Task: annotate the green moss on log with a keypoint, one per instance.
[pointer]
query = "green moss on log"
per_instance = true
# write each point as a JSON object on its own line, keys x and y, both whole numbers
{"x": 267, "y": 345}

SET EXERCISE: Copy every item above line for line, keeping each character unchanged.

FULL SOLUTION:
Task: annotate the green moss on log with a keypoint, one per instance.
[pointer]
query = "green moss on log"
per_instance = true
# write each point as a JSON object on its own line, keys x and y, both whole numbers
{"x": 267, "y": 345}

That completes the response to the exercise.